**WORK TASK:** Please write out exactly the lines that begin at the line containing "Would you be able to point out the drainpipe" and run to the end of the records.
────────────────────
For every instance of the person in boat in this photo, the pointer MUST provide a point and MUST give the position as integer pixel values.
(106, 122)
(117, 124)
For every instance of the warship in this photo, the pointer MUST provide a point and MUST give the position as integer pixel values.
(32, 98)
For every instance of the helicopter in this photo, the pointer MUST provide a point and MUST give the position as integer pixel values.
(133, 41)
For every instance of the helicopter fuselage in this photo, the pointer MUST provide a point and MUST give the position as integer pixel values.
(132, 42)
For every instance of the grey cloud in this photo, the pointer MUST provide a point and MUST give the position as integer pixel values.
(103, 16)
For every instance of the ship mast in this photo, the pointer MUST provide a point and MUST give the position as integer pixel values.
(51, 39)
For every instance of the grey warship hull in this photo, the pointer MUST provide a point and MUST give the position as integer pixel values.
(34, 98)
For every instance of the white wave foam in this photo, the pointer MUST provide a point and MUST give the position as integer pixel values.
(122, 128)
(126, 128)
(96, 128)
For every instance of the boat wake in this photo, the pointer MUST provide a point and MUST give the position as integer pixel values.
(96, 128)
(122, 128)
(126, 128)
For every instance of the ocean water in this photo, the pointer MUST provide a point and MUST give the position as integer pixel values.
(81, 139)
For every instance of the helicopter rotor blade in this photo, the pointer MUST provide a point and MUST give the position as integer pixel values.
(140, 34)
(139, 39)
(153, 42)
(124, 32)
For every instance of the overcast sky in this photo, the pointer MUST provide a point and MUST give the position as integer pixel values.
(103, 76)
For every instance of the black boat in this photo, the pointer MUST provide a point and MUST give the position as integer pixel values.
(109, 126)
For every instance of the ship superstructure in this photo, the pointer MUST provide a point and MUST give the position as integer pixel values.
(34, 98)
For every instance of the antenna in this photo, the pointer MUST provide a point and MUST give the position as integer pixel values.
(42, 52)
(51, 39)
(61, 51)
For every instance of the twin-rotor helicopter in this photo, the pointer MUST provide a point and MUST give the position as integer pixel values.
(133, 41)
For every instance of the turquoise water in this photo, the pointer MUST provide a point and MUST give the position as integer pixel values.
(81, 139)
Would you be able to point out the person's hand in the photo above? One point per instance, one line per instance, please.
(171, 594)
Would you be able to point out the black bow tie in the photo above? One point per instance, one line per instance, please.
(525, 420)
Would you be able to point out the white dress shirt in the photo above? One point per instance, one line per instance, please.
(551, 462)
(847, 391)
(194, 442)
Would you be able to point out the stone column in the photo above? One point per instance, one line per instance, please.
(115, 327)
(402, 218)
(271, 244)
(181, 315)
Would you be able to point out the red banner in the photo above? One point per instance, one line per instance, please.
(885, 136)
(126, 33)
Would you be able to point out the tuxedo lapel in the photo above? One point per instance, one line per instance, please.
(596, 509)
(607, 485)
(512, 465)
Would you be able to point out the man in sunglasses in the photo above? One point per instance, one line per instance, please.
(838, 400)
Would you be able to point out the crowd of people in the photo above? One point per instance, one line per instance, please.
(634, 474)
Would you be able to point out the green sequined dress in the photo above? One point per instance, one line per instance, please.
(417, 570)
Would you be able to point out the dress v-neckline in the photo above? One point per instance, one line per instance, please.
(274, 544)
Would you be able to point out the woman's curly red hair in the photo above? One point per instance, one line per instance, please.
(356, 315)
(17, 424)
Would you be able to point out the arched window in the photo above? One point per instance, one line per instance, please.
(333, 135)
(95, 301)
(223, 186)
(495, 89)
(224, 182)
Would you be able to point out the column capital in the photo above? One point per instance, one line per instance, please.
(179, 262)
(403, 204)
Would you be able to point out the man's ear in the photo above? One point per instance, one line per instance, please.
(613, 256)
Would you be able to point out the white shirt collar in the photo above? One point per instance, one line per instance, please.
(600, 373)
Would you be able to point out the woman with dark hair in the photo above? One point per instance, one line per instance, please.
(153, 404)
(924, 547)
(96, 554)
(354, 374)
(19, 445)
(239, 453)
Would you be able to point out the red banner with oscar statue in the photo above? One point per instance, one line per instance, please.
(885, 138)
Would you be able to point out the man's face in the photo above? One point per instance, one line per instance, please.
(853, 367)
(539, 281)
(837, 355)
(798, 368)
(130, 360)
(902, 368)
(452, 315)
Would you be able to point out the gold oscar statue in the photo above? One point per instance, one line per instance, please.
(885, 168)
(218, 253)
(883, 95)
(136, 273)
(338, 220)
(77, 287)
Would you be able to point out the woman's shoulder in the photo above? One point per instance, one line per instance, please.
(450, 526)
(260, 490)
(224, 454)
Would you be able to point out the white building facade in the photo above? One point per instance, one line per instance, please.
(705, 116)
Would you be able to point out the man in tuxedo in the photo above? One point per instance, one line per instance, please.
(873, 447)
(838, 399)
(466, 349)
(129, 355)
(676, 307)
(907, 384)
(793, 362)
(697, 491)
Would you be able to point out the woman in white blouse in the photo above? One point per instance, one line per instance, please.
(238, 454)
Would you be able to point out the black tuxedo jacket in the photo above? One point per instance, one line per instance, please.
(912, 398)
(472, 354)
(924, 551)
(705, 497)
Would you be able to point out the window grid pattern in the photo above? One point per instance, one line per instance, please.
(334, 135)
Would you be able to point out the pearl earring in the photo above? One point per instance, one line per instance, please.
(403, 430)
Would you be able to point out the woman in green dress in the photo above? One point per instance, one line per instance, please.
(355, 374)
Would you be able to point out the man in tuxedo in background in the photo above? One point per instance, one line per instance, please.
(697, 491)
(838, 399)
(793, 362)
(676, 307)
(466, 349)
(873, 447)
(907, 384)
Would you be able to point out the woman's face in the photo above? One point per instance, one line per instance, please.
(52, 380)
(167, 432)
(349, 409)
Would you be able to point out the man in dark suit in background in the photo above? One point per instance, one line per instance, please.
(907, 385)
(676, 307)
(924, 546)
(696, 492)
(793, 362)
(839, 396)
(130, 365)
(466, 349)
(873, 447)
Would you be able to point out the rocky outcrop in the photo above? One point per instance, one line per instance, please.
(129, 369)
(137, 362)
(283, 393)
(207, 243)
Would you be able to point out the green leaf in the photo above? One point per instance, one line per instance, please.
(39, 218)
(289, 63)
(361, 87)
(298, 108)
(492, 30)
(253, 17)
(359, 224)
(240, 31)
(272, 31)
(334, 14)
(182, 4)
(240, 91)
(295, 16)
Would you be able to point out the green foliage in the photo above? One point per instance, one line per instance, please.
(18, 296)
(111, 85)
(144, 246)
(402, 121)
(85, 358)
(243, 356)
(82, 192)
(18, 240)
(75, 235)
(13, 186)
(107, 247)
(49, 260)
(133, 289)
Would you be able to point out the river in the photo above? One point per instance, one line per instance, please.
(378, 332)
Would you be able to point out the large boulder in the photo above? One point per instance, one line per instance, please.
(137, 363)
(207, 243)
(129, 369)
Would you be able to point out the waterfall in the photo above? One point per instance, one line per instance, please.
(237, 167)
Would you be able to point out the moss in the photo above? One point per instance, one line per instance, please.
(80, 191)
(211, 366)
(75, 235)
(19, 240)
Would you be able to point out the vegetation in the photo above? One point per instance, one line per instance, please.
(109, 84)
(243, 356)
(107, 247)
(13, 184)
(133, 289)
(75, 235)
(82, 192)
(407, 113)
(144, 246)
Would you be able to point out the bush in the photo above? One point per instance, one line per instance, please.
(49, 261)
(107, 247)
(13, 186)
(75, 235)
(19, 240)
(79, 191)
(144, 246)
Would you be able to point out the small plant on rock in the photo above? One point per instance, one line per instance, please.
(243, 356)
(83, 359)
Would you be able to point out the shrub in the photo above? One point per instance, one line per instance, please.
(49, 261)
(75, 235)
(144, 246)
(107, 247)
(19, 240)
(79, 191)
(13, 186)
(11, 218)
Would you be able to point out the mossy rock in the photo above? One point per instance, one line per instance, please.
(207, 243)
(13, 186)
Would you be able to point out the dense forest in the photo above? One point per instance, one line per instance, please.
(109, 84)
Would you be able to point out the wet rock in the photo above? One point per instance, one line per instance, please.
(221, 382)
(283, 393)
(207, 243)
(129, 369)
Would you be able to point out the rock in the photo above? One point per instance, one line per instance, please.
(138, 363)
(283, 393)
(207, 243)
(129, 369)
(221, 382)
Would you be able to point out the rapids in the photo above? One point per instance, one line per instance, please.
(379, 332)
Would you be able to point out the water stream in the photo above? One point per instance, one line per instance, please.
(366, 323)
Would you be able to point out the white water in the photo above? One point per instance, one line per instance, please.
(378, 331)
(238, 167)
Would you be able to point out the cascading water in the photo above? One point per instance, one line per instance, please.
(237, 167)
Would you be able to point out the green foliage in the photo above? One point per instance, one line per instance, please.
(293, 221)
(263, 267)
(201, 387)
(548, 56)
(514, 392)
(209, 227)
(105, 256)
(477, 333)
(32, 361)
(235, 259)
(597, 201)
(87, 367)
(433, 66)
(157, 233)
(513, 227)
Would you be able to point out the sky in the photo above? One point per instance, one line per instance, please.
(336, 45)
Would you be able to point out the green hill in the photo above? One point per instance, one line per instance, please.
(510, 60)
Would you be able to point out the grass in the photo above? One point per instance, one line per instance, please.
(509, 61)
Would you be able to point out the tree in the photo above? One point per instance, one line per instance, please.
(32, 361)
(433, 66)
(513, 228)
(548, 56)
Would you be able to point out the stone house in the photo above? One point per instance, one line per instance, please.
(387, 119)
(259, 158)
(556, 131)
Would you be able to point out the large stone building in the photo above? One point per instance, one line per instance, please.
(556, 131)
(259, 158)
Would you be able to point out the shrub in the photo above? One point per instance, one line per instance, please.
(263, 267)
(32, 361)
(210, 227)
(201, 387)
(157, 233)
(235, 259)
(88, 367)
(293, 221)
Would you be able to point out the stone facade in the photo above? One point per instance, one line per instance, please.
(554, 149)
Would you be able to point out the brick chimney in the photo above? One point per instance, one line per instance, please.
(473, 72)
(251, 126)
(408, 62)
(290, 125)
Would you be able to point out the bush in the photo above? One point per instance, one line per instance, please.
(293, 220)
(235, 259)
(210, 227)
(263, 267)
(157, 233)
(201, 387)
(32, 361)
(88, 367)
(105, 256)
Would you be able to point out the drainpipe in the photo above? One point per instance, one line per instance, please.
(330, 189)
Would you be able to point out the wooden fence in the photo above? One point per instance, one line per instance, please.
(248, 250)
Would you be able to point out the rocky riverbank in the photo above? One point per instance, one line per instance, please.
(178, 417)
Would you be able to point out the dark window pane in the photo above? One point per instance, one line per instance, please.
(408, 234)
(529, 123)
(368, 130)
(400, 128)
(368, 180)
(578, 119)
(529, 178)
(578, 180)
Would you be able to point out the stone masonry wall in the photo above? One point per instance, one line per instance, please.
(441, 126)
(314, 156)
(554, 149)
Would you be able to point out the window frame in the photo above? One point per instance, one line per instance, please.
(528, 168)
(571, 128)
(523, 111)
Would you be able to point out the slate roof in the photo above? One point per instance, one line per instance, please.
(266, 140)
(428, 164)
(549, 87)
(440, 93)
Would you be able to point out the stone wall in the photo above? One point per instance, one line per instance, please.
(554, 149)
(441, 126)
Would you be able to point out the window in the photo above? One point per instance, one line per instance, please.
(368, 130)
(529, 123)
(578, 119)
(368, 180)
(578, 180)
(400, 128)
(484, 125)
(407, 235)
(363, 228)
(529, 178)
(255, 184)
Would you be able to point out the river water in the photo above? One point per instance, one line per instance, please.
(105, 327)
────────────────────
**TASK SOLUTION:**
Would you be able to point out the drainpipe in the photo above? One point per instance, one line per instance, please.
(330, 189)
Would you be able to point out the wooden fence in the photo above? One point per instance, one line per instance, please.
(248, 250)
Would you be able to point out the rocky riverbank in the photo above? One point per instance, one line per instance, please.
(178, 417)
Would you be able to point out the dark window pane in the photo above? One point per instance, one line per instance, please.
(408, 234)
(529, 123)
(368, 130)
(400, 128)
(368, 180)
(578, 119)
(529, 178)
(578, 180)
Would you be able to point out the stone masonry wall in the photo above? One point per instance, one line per instance, please.
(441, 126)
(314, 156)
(554, 149)
Would you be able to point out the window frame in the photo above? One point per instance, one line per instance, please.
(528, 168)
(571, 128)
(523, 111)
Would you be able to point out the slate roof in the photo above? One point per instance, one line per instance, please.
(266, 140)
(428, 164)
(549, 87)
(440, 93)
Would you be able to point out the stone wall in the photo above? One point per instance, one line per instance, please.
(554, 149)
(441, 126)
Would you be able to point out the window in the photo above? One point per instance, one line per instance, please.
(368, 130)
(529, 123)
(578, 119)
(368, 180)
(578, 180)
(400, 128)
(484, 125)
(407, 235)
(363, 228)
(529, 178)
(255, 184)
Would you be able to point out the river water in the photo above? One point per instance, one line per instance, please.
(105, 327)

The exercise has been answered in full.